Set task 1: Copy the passage about church bells starting with "The other day, my" and going on through "coming over here.", substituting "market" for "bazaar".
Set task 2: In the passage about church bells, what do most town hall bells in Germany play?

The other day, my husband and I happened across a Russian food and crafts bazaar in an orthodox Cathedral in Seattle. Over a bowl of delicious borshch and a steaming pirogue filled with spicy beef I suddenly choked. There was distinct chiming overhead, not of one, no, of various church bells. To a European like me this is a sound from home.
Basically, I cannot imagine Germany without the daily sound of bells. Town halls over there have bells, too, but most of them play folksongs and other worldly pieces (and to my ears they mostly sound painfully out of tune). Church bells are something totally different – and they were pretty much the first thing I missed when coming over here.
These beautiful church bells belong to the St. Spiridon Orthodox Cathedral in Seattle. They are actually in use and sound beautiful.

Rows from a pointing dataset:
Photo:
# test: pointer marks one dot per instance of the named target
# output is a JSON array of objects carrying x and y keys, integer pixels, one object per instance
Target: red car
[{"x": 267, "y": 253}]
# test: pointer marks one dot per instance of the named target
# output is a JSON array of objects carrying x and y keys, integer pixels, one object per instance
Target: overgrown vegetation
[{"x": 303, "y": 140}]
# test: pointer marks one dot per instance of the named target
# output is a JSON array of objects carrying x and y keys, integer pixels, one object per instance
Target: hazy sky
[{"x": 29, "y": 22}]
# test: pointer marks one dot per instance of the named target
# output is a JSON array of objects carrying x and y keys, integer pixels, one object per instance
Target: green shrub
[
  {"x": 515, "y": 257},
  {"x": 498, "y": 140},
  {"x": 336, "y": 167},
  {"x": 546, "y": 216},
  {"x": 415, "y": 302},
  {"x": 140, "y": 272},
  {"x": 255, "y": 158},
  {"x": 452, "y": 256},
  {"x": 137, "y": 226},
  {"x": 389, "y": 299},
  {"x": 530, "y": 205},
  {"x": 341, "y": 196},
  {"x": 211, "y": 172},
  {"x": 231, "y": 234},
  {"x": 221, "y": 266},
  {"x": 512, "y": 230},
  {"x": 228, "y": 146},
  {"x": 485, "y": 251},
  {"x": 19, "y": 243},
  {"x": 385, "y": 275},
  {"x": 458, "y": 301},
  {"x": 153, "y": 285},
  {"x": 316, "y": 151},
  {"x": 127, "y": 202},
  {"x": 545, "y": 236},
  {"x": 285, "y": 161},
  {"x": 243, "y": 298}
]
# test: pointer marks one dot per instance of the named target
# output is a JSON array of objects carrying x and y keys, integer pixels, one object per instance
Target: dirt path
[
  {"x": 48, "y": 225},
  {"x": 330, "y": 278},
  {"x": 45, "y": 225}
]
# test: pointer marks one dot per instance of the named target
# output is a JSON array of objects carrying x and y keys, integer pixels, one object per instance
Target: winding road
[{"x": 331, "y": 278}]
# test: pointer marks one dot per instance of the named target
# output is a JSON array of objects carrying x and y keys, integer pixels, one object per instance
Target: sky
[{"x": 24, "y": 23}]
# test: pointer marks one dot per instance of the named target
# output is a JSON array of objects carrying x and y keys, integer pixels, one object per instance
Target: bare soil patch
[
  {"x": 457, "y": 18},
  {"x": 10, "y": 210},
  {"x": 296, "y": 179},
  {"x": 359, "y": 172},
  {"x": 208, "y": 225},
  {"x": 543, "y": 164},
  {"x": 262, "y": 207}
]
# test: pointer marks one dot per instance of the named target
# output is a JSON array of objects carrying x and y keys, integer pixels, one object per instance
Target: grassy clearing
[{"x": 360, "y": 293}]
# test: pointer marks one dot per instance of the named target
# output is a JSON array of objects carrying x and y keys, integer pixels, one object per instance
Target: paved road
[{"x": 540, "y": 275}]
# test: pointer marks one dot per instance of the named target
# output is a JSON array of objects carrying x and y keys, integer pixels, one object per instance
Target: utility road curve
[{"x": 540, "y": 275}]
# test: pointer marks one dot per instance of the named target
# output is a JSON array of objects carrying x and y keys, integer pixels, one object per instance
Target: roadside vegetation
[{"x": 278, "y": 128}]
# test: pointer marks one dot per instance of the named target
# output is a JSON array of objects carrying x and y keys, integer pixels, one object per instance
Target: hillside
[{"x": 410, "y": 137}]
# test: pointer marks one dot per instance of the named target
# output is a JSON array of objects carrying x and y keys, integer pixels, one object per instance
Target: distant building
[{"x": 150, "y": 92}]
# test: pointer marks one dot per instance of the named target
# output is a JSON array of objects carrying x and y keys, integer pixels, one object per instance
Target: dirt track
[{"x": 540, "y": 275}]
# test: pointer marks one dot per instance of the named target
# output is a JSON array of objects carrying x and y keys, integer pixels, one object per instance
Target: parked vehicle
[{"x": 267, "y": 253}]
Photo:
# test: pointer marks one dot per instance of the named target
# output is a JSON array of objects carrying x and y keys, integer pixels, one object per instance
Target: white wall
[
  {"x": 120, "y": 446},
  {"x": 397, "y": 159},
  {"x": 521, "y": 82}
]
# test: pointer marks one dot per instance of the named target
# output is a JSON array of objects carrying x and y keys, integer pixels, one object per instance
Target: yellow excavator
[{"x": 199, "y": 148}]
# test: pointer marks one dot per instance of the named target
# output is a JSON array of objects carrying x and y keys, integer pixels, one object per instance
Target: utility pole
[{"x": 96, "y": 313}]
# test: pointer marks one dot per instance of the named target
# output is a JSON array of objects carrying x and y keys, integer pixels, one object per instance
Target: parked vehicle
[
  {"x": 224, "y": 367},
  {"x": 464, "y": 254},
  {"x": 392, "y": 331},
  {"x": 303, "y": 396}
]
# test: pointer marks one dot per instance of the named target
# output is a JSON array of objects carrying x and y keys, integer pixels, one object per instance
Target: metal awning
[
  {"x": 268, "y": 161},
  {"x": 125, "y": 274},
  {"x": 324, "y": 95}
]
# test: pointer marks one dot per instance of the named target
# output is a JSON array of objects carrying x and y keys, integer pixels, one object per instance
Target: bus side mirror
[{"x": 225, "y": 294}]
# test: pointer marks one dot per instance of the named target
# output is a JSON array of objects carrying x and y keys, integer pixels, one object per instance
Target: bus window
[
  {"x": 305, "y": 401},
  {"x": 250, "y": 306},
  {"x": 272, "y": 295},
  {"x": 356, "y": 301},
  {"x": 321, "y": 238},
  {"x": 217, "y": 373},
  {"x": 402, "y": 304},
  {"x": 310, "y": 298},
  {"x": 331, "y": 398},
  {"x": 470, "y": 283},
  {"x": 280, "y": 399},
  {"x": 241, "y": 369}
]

Worked answer 1:
The other day, my husband and I happened across a Russian food and crafts market in an orthodox Cathedral in Seattle. Over a bowl of delicious borshch and a steaming pirogue filled with spicy beef I suddenly choked. There was distinct chiming overhead, not of one, no, of various church bells. To a European like me this is a sound from home.
Basically, I cannot imagine Germany without the daily sound of bells. Town halls over there have bells, too, but most of them play folksongs and other worldly pieces (and to my ears they mostly sound painfully out of tune). Church bells are something totally different – and they were pretty much the first thing I missed when coming over here.

Worked answer 2: Folksongs and other worldly pieces.